Problem requirements: All of the entries are to be restated word for word.

---+---

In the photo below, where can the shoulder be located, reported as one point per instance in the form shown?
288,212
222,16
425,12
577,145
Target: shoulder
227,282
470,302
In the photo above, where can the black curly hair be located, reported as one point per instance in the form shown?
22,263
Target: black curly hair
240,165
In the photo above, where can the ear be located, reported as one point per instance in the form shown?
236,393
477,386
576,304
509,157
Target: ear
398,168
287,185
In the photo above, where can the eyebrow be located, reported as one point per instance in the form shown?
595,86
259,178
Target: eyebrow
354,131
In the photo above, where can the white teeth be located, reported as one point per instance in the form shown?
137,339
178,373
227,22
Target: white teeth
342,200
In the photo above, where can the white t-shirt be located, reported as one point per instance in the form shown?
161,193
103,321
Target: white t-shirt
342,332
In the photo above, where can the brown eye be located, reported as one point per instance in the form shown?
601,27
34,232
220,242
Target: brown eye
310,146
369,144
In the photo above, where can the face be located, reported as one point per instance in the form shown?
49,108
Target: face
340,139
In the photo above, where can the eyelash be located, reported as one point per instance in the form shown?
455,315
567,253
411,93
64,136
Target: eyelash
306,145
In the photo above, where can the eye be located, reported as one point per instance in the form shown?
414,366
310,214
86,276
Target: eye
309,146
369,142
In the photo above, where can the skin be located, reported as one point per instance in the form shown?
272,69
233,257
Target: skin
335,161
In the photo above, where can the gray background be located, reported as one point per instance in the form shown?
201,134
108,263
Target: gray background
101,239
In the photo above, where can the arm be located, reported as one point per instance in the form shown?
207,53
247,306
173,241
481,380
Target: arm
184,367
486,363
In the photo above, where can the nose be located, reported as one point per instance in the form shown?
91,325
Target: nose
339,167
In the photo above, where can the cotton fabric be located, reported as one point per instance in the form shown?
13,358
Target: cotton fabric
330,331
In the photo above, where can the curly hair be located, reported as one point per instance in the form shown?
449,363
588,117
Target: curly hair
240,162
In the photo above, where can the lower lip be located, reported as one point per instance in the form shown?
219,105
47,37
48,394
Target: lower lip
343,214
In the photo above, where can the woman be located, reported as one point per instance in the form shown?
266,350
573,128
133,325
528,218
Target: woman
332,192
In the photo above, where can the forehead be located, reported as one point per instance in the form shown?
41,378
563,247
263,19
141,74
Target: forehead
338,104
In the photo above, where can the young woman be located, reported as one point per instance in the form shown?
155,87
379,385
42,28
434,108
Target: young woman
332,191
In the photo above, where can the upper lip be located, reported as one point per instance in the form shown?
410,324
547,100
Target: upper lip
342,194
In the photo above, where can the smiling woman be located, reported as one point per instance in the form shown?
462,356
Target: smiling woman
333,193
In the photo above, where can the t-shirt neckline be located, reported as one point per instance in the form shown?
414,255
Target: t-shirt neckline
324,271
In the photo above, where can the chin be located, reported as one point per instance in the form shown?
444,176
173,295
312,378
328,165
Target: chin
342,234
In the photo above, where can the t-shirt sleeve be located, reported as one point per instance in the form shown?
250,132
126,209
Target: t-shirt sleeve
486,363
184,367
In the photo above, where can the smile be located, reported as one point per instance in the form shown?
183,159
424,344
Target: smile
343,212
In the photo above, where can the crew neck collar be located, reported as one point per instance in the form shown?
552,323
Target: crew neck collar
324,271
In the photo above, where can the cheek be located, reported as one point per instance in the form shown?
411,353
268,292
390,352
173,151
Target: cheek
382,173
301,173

---+---

Result below:
In the photo below, where can the shoulder be located, reported as one point per instance in the form shown?
288,212
222,16
425,12
577,145
Target: shoulder
227,282
470,302
In the photo above, where can the black curly hair be located, reported as one point per instance in the form shown?
22,263
Target: black curly hair
240,165
In the photo above, where can the ear be located, reported as one point per instance in the form shown?
236,393
477,386
576,304
509,157
Target: ear
398,168
287,185
In the photo above, where can the eyebrow be located, reported as one point per instance in the form shown?
595,86
259,178
Target: eyebrow
354,131
In the photo above, where can the white teeth be located, reported as one point per instance in the form shown?
137,339
178,373
227,22
Target: white teeth
342,200
In the photo above, where can the white t-shirt be located, reported as one point per instance in the form shown?
161,193
103,321
Target: white t-shirt
342,332
In the photo above, where can the brown eye be located, reported as one point per instance in the form shown?
601,27
34,232
220,242
Target: brown eye
310,146
369,144
In the photo above, where can the face be located, reported as one point per instance in the form shown?
49,108
Target: face
340,139
In the photo above, where can the eyelash be located, reported as one point per instance in the form shown?
455,315
567,253
411,93
64,136
Target: eyelash
306,145
In the photo above, where can the eye be located, reported as one point per instance in the form shown?
414,366
310,214
86,276
Target: eye
309,146
369,142
In the photo above, where can the skin be located, reported as one point per instance in the form shown?
272,69
233,257
Target: skin
335,161
In the photo above, where can the gray background be located, reported as one point per instance in the form shown?
201,134
108,263
Target: gray background
101,239
In the photo above, where can the arm be located, reported as one point per instance in the form shown?
207,53
247,306
173,241
481,380
Target: arm
184,367
486,363
In the photo above, where can the nose be located, reported as one point per instance in the form shown?
91,325
Target: nose
339,167
In the photo above, where can the cotton fabric be located, reported as one point per instance in the form shown?
13,358
Target: cotton fabric
330,331
In the photo above, where can the curly hair be located, reported as one point per instance in the form shown?
449,363
588,117
Target: curly hair
240,162
In the photo above, where can the lower lip be located, reported as one point per instance in the form shown?
219,105
47,37
48,394
Target: lower lip
343,214
In the photo above, where can the woman be located, reported as one point per instance in the form shown?
266,350
573,128
133,325
528,218
Target: woman
332,192
In the photo above, where can the forehead be located, reported as one point per instance in the form shown?
41,378
563,247
263,19
141,74
Target: forehead
338,104
In the photo above, where can the young woman be located, reported as one point per instance in the form shown?
155,87
379,385
42,28
434,108
Target: young woman
332,191
In the photo above, where can the upper lip be located, reported as one point per instance in the form shown?
410,324
547,100
Target: upper lip
342,194
In the photo above, where can the smiling woman be located, reported as one point per instance in the form shown?
462,356
Target: smiling woman
333,193
In the photo above, where can the t-shirt neckline be located, reported as one point per instance in the form shown?
414,255
Target: t-shirt neckline
324,271
In the photo above, where can the chin be located, reported as one point per instance in the form shown?
444,176
173,295
312,378
328,165
Target: chin
342,234
In the photo above, where can the t-shirt sleeve be located, reported as one point per instance in the form shown?
250,132
126,209
Target: t-shirt sleeve
486,363
184,367
In the photo above, where can the smile be located, reported as one point per instance in the form shown?
183,159
424,344
Target: smile
343,212
In the photo above, where can the crew neck collar be located, reported as one point per instance in the form shown?
552,323
Target: crew neck collar
324,271
In the photo above, where can the cheek be located, reported as one point per instance in the form shown?
411,353
268,292
390,352
173,151
Target: cheek
382,173
301,173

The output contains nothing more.